Directions for this task:
Reproduce the listing below word for word, leaving out the picture.

The data:
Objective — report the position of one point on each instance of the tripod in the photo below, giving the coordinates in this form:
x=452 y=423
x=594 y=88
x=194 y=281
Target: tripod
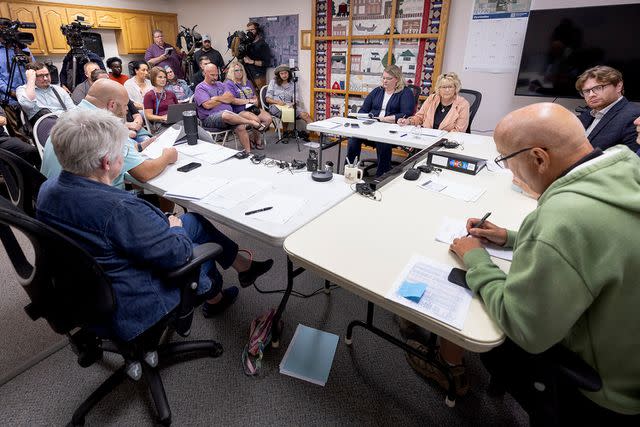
x=295 y=133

Result:
Objective — report the position of one point on each instance of the tripod in the photo below, giving the coordinates in this form:
x=452 y=423
x=594 y=88
x=194 y=281
Target: tripod
x=295 y=133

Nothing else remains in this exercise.